Texte intégral
CHRISTOPHE JAKUBYSZYN
Bonjour à tous. Mon invitée ce matin est la Secrétaire d'Etat à la Transition écologique et solidaire, bonjour Emmanuelle WARGON.
EMMANUELLE WARGON, SECRETAIRE D'ETAT A LA TRANSITION ECOLOGIQUE ET SOLIDAIRE
Bonjour.
CHRISTOPHE JAKUBYSZYN
Auprès du Ministre de l'Ecologie François de RUGY. On est à un moment-clef, charnière puisqu'à l'Elysée on nous dit ce matin : « Nous avons reçu le message des citoyens. Il nous invite à aller plus loin. » Vous allez donc nous dire quels sont les gestes du Gouvernement ou du Président mardi, qu'avez-vous entendu. On va justement commencer par écouter ce que nous dit le terrain. Derrière vous, vous avez le Champ de Mars. Normalement, c'est là que vous voulez assigner les gilets jaunes demain samedi, ils ne sont pas d'accord. On écoute l'une de leurs porte-parole Laëtitia DEWALLE dans le Val-d'Oise.
LAËTITIA DEWALLE, REPRESENTANTE DES GILETS JAUNES DU VAL-D'OISE
Nous ne préconisons pas le Champ de Mars puisque nous n'avons pas l'intention de faire un pique-nique géant en famille sur un grand terrain de football. Nous sommes là pour nous faire entendre, pour nous faire voir et ce n'est pas parqués au milieu des arbres que ça va être le cas.
CHRISTOPHE JAKUBYSZYN
Que lui répondez-vous ? Pourquoi le Champ de Mars ?

> Contenu présenté:
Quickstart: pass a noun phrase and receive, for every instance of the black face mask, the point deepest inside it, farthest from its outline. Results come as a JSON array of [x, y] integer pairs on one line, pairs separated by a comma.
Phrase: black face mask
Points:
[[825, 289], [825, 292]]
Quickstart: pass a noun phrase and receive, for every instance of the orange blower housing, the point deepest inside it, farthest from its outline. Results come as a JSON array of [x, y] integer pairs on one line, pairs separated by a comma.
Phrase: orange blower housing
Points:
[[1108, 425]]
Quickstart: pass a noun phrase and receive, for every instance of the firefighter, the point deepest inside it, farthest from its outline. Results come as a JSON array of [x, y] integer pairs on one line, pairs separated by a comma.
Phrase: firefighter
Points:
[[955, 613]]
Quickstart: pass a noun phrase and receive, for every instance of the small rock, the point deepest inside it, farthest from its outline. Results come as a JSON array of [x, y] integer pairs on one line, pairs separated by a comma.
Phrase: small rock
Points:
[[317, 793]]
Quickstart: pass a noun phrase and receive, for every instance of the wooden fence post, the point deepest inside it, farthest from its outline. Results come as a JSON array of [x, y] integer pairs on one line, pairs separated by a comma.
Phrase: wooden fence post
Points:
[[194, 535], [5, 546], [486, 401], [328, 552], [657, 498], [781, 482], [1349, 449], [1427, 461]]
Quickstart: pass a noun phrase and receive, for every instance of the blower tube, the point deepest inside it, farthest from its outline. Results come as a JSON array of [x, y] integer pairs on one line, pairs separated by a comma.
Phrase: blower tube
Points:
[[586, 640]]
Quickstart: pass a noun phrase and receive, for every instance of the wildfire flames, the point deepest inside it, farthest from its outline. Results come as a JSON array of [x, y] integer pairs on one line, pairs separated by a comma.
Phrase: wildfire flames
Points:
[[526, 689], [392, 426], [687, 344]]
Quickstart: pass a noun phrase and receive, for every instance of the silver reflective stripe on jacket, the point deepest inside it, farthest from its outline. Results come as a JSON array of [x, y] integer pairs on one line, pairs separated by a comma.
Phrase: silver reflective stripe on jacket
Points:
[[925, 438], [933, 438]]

> Consigne donnée: Relevez toutes les personnes désignées par leur nom dans l'extrait de l'entretien.

> Réponse finale:
- Christophe JAKUBYSZYN
- Emmanuelle WARGON
- François de RUGY
- Laëtitia DEWALLE